Consignes >>
(a) D'après l'extrait fourni, de quoi le lion est-il le gardien ?
(b) Relevez mot pour mot, dans l'extrait fourni, le passage qui va de « Ce n'est que » jusqu'à « textes égyptiens eux-mêmes. ».
━━ Extrait fourni
Ce n'est que lorsque les rites de momification étaient terminés
que le mort ressuscitait. Le
lion est donc le gardien des enfers où se déroule ce mystérieux
processus souterrain qui transforme la mort en vie. Je
ne fais guère ici que suivre les textes égyptiens eux-mêmes.
Et comme l'alchimie
occidentale a eu pour principale origine l'Egypte (en particulier au cours de
la période hellénistique), ce symbolisme se transmit. L'on vit une
ressemblance entre la transformation du corps du roi en sa forme immortelle et
celle de la matière première alchimique en or. C'est là une
pensée analogique de type primitif. [
] L'analogie était si
poussée que les alchimistes parlaient de ces procédés comme
de la taricheusis, la momification ou macération on devait taricheuein,
momifier ou faire macérer les métaux pour les transmuer en or. En
termes plus modernes, nous dirons que le processus d'individuation
était projeté par les Egyptiens dans les procédés
post mortem de conservation du corps et, par les alchimistes, dans les
opérations de transmutation des métaux, opérations qui servaient
de support visible à leurs méditations et aux processus de transformation
intérieure.
Dans
certaines tribus " primitives ", il se produisait à la mort du
roi une complète désintégration culturelle pendant l'interrègne,
entre la mort du chef et l'élection de son successeur, toutes les lois
réglant le comportement humain social étaient renversées.
Pendant ces trois jours d'obscurcissement total des principes conscients, la convoitise
et toute action noire, y compris le meurtre et autres crimes, étaient tolérés.
Une forme très mitigée de cette coutume existait chez nous dans
les rites antiques et médiévaux du " roi de carnaval "
━━━━
━━ Données brutes
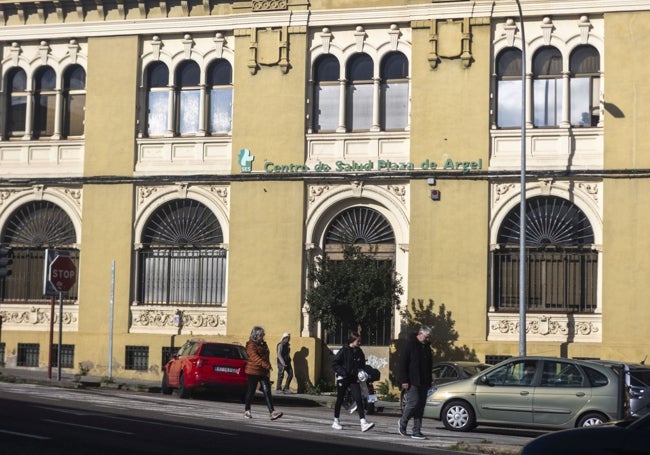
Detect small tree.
[306,245,403,338]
━━━━
Réponses par consigne >>
(a) Des enfers, où se déroule le mystérieux processus souterrain qui transforme la mort en vie.

(b)
Ce n'est que lorsque les rites de momification étaient terminés
que le mort ressuscitait. Le
lion est donc le gardien des enfers où se déroule ce mystérieux
processus souterrain qui transforme la mort en vie. Je
ne fais guère ici que suivre les textes égyptiens eux-mêmes.